INFORMATION SUPPLIED –

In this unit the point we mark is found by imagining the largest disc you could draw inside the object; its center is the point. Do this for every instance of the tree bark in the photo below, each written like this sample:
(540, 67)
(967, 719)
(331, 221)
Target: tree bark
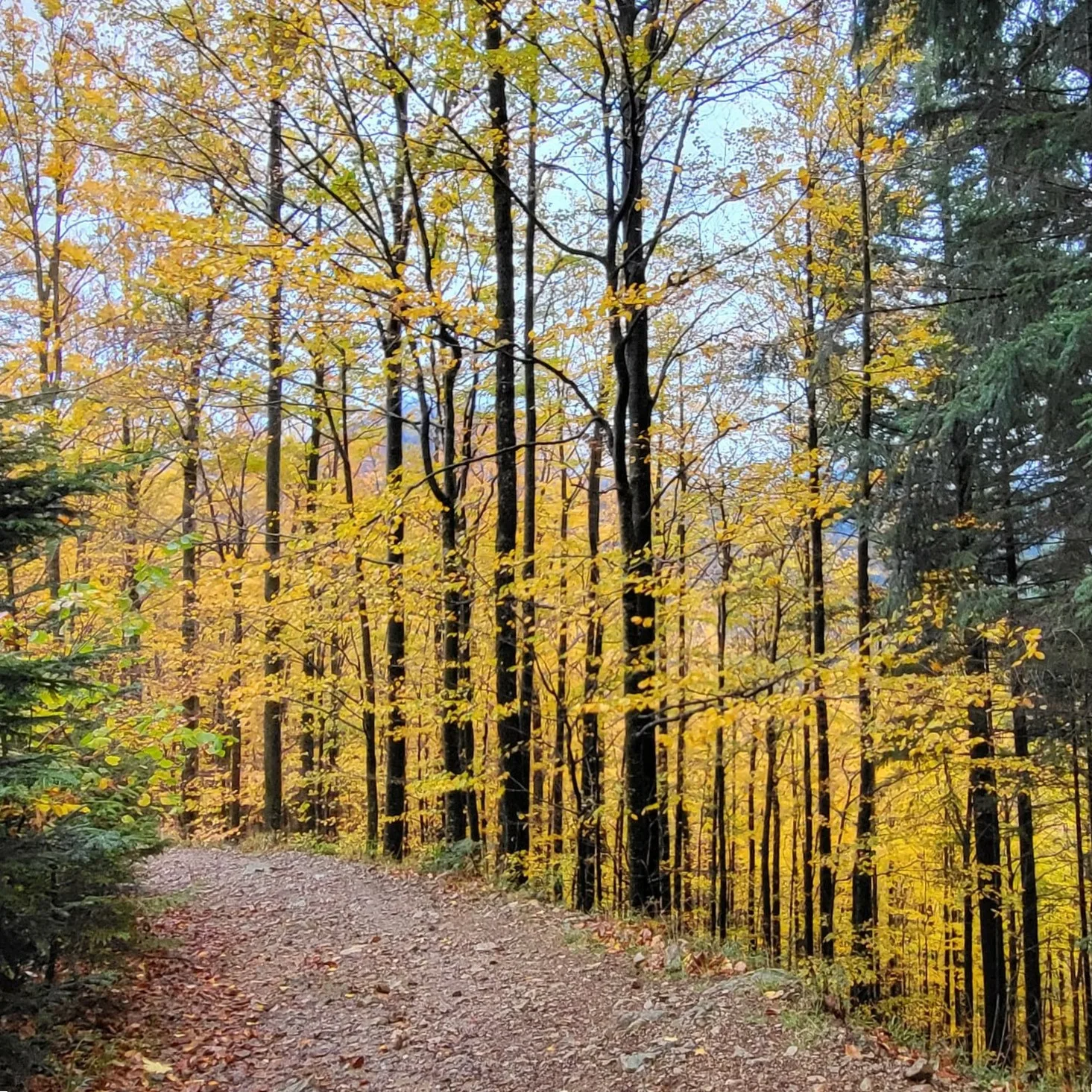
(864, 909)
(512, 741)
(590, 829)
(273, 662)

YOUR OBJECTIVE – Copy all of the data above again, requests included, but shift every coordinate in the answer points by -63 and leave the sample points in the requests unchanged. Omit the picture.

THE OUTPUT –
In this unit the point we mark is found by imagining the largest disc you could draw inside the object; its center is the point. Do this for every instance of the tree bark in the photo below, each written like this sample:
(540, 67)
(967, 719)
(331, 221)
Target: tree bark
(801, 846)
(449, 678)
(527, 766)
(210, 599)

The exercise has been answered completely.